This notebook visualizes the data geocoded in foursquare-geocode-football-stadiums.ipynb. The dataset comprises all the Division I college football stadiums in the US (FBS and FCS) comes from here and here.
import pandas as pd, numpy as np, matplotlib.pyplot as plt, json
import matplotlib.font_manager as fm, matplotlib.cm as cm, matplotlib.patches as mpatches
from mpl_toolkits.basemap import Basemap
%matplotlib inline
# dpi for saving images
dpi = 96
input_filename = 'data/stadiums-geocoded.csv'
df = pd.read_csv(input_filename, encoding='utf-8')
df.head()
stadium | city | state | team | conference | capacity | built | expanded | div | latitude | longitude | |
---|---|---|---|---|---|---|---|---|---|---|---|
0 | Michigan Stadium | Ann Arbor | MI | Michigan | Big Ten | 107601 | 1927 | 2015 | fbs | 42.265869 | -83.748726 |
1 | Beaver Stadium | University Park | PA | Penn State | Big Ten | 106572 | 1960 | 2001 | fbs | 40.812153 | -77.856202 |
2 | Ohio Stadium | Columbus | OH | Ohio State | Big Ten | 104944 | 1922 | 2014 | fbs | 40.001686 | -83.019728 |
3 | Kyle Field | College Station | TX | Texas A&M | SEC | 102733 | 1927 | 2015 | fbs | 30.610098 | -96.340729 |
4 | Neyland Stadium | Knoxville | TN | Tennessee | SEC | 102455 | 1921 | 2010 | fbs | 35.954734 | -83.925333 |
'These stadiums can collectively hold {:,} people.'.format(df['capacity'].sum())
'These stadiums can collectively hold 8,399,718 people.'
title_font = fm.FontProperties(family='Bitstream Vera Sans', style='normal', size=16, weight='bold', stretch='normal')
label_font = fm.FontProperties(family='Bitstream Vera Sans', style='normal', size=14, weight='normal', stretch='normal')
df_plot = df.groupby('conference')['capacity'].mean()
df_plot = df_plot.sort_values(ascending=False)

COLLECTED MATERIAL —
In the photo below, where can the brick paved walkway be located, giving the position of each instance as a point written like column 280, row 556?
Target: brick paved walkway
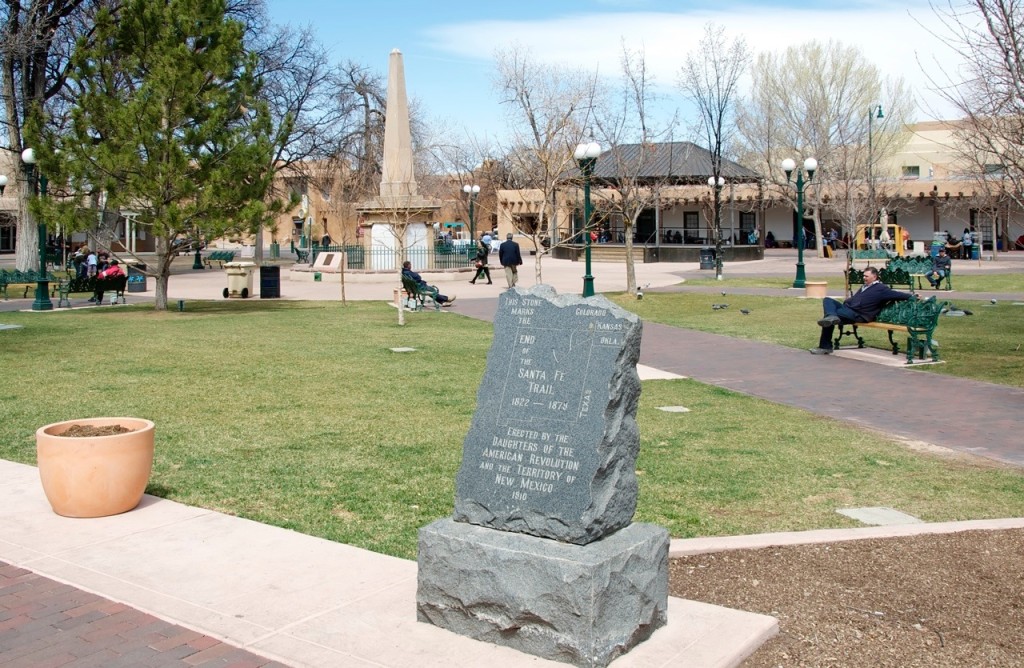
column 46, row 624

EXERCISE GOAL — Reproduce the part of the football stadium notebook above that begins at the words "label_font = fm.FontProperties(family='Bitstream" and ends after the words "df_plot = df.groupby('conference')['capacity'].mean()".

EXPECTED ANSWER —
label_font = fm.FontProperties(family='Bitstream Vera Sans', style='normal', size=14, weight='normal', stretch='normal')
df_plot = df.groupby('conference')['capacity'].mean()